*** The records ***
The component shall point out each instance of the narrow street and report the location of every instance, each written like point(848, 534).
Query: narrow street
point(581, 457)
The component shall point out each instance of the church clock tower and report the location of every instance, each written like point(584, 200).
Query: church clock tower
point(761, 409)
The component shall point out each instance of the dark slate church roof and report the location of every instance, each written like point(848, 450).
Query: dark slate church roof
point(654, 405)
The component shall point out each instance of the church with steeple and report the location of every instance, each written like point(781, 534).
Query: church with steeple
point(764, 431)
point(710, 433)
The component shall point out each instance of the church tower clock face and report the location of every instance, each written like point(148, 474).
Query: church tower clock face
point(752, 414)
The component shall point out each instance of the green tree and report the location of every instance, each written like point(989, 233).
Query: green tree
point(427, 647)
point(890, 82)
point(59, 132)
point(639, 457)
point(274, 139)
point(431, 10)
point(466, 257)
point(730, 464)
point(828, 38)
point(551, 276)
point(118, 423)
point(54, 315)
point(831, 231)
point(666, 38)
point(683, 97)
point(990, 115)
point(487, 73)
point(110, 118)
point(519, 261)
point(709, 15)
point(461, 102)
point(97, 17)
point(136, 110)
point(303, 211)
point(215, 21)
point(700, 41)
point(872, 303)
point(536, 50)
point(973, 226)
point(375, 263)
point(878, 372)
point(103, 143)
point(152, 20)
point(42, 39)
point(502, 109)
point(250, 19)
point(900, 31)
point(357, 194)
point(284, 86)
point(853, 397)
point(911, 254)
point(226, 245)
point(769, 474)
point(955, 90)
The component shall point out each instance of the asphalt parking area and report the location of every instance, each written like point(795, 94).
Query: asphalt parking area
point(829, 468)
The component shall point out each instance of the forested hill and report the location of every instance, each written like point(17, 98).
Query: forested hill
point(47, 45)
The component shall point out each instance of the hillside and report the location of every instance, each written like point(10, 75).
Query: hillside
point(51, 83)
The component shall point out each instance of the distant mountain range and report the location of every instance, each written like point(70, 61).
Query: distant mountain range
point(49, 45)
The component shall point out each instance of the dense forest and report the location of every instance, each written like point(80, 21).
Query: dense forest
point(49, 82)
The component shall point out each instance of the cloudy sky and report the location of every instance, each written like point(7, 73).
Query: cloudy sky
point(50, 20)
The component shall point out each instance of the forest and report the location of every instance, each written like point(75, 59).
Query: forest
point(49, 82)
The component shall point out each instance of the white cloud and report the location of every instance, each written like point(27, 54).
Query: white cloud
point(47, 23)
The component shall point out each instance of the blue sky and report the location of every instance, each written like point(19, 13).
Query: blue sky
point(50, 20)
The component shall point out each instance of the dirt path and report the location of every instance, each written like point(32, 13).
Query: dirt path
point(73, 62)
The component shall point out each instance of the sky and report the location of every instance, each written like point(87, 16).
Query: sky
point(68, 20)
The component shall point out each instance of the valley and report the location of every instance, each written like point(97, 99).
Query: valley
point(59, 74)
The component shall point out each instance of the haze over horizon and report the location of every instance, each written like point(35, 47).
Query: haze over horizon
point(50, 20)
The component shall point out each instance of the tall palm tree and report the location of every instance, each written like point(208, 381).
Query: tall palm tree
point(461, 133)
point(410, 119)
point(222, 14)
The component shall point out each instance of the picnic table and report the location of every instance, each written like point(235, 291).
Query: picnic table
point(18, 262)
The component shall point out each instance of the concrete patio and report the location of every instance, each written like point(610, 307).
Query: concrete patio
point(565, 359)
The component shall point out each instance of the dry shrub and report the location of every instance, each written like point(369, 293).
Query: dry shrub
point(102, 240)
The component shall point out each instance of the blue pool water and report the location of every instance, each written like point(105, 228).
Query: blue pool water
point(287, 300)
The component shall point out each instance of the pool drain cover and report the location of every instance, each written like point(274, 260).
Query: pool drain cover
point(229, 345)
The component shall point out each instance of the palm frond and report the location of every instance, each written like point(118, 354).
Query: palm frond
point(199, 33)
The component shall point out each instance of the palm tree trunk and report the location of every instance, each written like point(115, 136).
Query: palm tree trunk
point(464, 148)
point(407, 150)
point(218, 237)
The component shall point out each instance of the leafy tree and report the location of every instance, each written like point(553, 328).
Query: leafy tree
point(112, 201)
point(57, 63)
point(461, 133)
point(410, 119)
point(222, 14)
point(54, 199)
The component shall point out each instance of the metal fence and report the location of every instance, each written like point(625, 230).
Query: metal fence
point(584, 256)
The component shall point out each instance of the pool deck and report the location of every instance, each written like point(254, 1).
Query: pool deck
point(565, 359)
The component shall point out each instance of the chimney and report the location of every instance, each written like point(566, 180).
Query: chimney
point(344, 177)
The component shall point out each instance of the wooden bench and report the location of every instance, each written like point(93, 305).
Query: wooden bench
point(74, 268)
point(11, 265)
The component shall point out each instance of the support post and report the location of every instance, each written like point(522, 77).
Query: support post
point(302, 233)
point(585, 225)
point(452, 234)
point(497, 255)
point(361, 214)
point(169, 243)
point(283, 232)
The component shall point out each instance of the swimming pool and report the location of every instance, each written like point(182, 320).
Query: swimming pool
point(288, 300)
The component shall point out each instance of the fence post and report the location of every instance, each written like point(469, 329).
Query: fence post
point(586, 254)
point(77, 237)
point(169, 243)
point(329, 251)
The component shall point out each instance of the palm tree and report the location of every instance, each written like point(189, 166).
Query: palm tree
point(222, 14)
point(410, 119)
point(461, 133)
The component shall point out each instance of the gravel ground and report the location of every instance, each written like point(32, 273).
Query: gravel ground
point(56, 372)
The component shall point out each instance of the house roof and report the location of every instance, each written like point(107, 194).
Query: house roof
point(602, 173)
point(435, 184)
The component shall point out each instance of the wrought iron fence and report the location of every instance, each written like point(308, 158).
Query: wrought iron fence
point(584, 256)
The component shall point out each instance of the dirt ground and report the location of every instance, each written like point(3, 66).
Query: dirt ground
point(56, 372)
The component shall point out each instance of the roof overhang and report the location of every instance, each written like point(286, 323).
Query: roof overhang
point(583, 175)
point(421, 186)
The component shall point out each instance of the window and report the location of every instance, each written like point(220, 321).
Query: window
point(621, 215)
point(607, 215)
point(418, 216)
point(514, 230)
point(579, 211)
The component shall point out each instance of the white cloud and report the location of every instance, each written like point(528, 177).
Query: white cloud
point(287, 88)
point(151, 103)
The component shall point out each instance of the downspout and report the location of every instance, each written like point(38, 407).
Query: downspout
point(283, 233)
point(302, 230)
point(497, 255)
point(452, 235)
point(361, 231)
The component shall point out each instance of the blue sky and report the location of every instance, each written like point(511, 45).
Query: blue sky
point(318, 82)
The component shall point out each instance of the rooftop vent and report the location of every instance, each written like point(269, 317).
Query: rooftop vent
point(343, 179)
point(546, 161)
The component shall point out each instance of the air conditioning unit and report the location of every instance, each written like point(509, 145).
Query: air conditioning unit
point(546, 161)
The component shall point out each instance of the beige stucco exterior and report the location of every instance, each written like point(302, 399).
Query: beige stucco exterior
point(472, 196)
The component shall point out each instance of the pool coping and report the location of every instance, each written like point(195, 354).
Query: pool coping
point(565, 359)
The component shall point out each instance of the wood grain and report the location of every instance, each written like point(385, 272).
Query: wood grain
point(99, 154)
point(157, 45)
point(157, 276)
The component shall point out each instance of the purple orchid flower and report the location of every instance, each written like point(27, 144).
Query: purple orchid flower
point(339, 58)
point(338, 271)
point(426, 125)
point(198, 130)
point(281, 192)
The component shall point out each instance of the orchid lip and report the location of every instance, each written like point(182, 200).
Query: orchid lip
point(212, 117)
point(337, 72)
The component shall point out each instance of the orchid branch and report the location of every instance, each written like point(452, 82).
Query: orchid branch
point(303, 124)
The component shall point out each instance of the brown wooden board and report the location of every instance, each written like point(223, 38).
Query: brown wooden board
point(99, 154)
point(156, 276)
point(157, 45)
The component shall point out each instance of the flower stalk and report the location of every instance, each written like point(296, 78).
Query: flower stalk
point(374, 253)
***
**Goal of the exercise:**
Restate, word for word and with nothing added, the lines from the beginning of the records above through the line that contains "The component shall point out each instance of the church with".

**Answer to this exercise:**
The component shall point out each instance of the narrow street and report the location of every instance, each written like point(848, 534).
Query: narrow street
point(581, 457)
The component shall point out each instance of the church clock tower and report the location of every instance, each written like point(584, 200).
Query: church clock tower
point(761, 409)
The component shall point out each instance of the dark slate church roof and report the location of every instance, each written like point(848, 450).
Query: dark slate church roof
point(654, 405)
The component shall point out each instance of the church with steeple and report the location of every instance, each written like point(781, 534).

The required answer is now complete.